====== Records to process

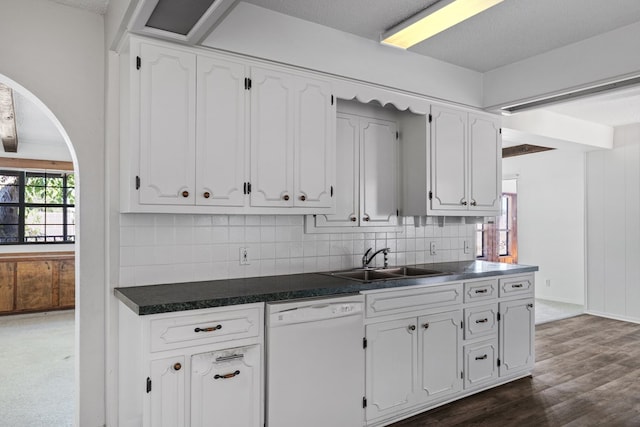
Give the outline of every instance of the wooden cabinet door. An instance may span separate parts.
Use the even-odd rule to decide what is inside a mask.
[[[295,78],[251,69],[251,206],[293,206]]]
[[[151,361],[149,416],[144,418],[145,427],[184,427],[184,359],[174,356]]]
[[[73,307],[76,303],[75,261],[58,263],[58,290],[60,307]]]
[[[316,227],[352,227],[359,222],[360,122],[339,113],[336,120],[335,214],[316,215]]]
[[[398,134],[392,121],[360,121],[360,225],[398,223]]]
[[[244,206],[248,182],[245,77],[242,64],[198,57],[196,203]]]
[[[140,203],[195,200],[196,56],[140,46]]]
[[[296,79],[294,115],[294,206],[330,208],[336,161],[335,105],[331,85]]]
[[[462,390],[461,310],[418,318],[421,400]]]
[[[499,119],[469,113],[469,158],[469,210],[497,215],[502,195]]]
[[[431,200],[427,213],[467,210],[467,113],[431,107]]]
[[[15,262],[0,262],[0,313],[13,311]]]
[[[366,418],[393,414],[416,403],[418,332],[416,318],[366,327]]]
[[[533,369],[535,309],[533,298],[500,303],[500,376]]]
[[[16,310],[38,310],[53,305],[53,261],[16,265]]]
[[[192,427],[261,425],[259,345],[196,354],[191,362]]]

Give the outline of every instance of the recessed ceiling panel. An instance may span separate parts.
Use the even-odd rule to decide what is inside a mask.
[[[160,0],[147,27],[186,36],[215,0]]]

============
====== Records to process

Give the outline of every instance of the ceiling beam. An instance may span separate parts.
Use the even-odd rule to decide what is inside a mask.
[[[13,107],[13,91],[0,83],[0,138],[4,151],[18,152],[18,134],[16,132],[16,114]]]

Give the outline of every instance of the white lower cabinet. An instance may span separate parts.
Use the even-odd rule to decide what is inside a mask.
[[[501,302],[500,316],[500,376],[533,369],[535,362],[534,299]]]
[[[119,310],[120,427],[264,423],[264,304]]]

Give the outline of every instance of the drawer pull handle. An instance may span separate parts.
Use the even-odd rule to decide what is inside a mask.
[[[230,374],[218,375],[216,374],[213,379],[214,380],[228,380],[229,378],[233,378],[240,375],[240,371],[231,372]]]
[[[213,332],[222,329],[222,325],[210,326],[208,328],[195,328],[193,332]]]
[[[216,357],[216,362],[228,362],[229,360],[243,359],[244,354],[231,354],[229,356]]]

============

→ **What to work on**
Output the items from the line with "Give the outline of every instance of the ceiling" up to and including the line with "[[[119,310],[120,427],[264,423],[264,304]]]" as a two-column CSV with the columns instruction and outline. Give one row per item, with the item's text under instruction and its answer under outline, each in a single quoted field and with line breaks replaced by spaces.

→ **The solution**
instruction,outline
"Give the outline of every instance of the ceiling beam. An instance may span separate parts. Use the even-odd rule to decide what is inside a mask.","[[[13,107],[13,91],[0,83],[0,138],[4,151],[18,152],[18,134],[16,132],[16,114]]]"
"Give the outline of every instance of the white lower cabinet. An instance may span separate parts. Use the even-odd rule to decide what is inside a mask.","[[[501,302],[500,316],[500,376],[533,369],[535,362],[534,299]]] [[[119,310],[120,427],[264,423],[264,304]]]"